Your instructions: Every entry below should be repeated exactly; the pictures should not.

Listed entries:
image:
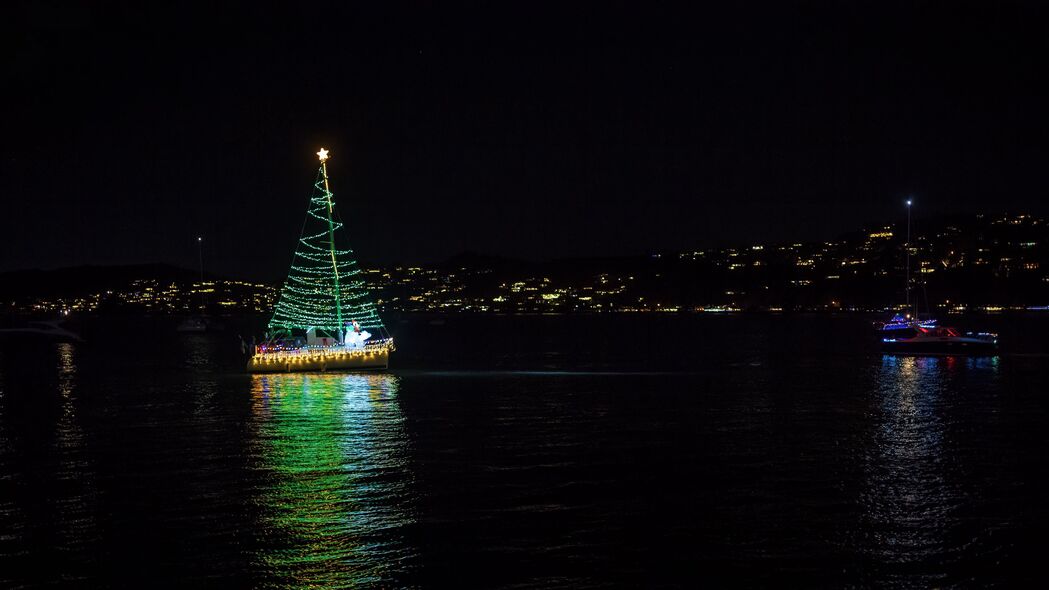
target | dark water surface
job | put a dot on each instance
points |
(520, 451)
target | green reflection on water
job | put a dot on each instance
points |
(336, 493)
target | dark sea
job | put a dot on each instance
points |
(528, 451)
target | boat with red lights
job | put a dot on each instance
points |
(925, 337)
(905, 333)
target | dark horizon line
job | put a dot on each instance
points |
(469, 253)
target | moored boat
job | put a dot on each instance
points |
(907, 334)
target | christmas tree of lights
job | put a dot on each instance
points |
(324, 289)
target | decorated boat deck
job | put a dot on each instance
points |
(372, 356)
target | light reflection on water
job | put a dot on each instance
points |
(337, 484)
(914, 490)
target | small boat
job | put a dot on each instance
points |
(41, 331)
(325, 318)
(925, 337)
(907, 334)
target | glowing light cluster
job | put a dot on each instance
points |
(323, 289)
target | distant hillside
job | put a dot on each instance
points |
(77, 280)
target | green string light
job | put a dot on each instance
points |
(324, 279)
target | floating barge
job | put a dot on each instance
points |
(372, 356)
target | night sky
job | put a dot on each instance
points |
(533, 131)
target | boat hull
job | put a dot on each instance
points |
(365, 359)
(966, 346)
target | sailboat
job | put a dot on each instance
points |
(325, 318)
(906, 333)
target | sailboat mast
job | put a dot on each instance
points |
(204, 298)
(906, 289)
(335, 266)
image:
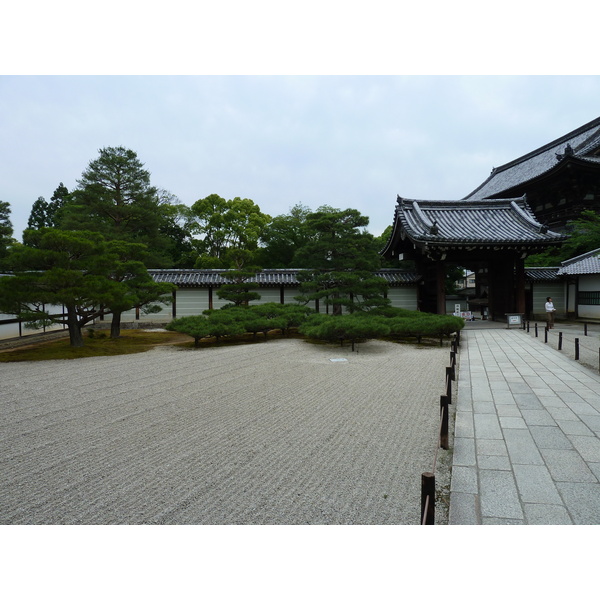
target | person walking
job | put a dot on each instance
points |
(550, 310)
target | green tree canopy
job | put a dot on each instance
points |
(6, 230)
(114, 197)
(340, 258)
(76, 270)
(285, 235)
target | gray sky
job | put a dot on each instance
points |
(346, 141)
(335, 104)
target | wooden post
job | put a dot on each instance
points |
(444, 416)
(427, 499)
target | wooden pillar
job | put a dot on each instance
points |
(520, 285)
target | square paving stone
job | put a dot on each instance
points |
(582, 501)
(512, 423)
(464, 452)
(508, 410)
(484, 407)
(464, 479)
(491, 448)
(522, 448)
(463, 509)
(528, 401)
(503, 397)
(550, 437)
(588, 447)
(500, 463)
(562, 414)
(545, 514)
(535, 484)
(463, 426)
(574, 428)
(538, 417)
(487, 426)
(498, 495)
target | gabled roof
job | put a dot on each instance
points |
(267, 277)
(580, 146)
(503, 223)
(584, 264)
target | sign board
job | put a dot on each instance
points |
(514, 319)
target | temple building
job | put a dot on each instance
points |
(520, 209)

Exercise answer:
image:
target | dark water surface
job | put a dot on each instance
points |
(520, 451)
target | green reflection on water
job | put a dot on each instance
points |
(336, 493)
target | dark sea
job | put a dot on each instance
points |
(528, 451)
target | boat with red lights
job | put a dot on each instance
points |
(925, 337)
(905, 333)
target | dark horizon line
job | put a dot on each instance
points |
(469, 253)
target | moored boat
job | put a dot on each instance
points |
(907, 334)
target | christmas tree of lights
job | put a dot on each instance
points |
(324, 289)
target | decorated boat deck
job | put a dot on each instance
points |
(372, 356)
target | light reflection on water
job | put a dot on each instance
points |
(337, 484)
(914, 490)
target | small boat
job | put a dot on each instance
points |
(41, 331)
(325, 318)
(925, 337)
(907, 334)
target | glowing light cluster
job | put a dot on each instance
points |
(323, 289)
target | distant hillside
job | put a dot on each instance
points |
(77, 280)
target | green string light
job | put a dot on each instance
points |
(324, 279)
target | floating barge
job | put a dot on each instance
points |
(372, 356)
target | night sky
job | put a dot on each instance
points |
(533, 131)
target | boat hull
job | put a dot on each instance
points |
(365, 359)
(966, 346)
target | sailboat
job | put a dot on each instance
points |
(325, 318)
(906, 333)
target | sailboat mast
job | put a dot on each instance
points |
(204, 298)
(906, 289)
(335, 266)
image:
target | person walking
job | put a dot on each instance
points |
(550, 310)
target | green tree canopy
job | put a dot on each instance
points |
(6, 230)
(114, 197)
(340, 258)
(76, 270)
(285, 235)
target | gray sky
job | put a dot on each instance
points |
(346, 141)
(335, 104)
target | wooden post
job | put a dot on each instance
points |
(444, 416)
(427, 499)
target | wooden pillar
job | put a dot on each instance
points |
(520, 285)
target | square paving stone
job | put a dot on each instance
points |
(582, 501)
(512, 423)
(464, 452)
(508, 410)
(484, 407)
(464, 479)
(491, 448)
(522, 448)
(463, 509)
(528, 401)
(503, 397)
(550, 437)
(588, 447)
(500, 463)
(562, 414)
(545, 514)
(535, 484)
(463, 426)
(574, 428)
(538, 417)
(487, 426)
(498, 495)
target | gabled roof
job | put a dot on each instance
points |
(267, 277)
(580, 146)
(503, 223)
(584, 264)
target | sign board
job | put a dot on each instance
points |
(514, 319)
target | temple building
job | put a dot on each instance
points |
(520, 209)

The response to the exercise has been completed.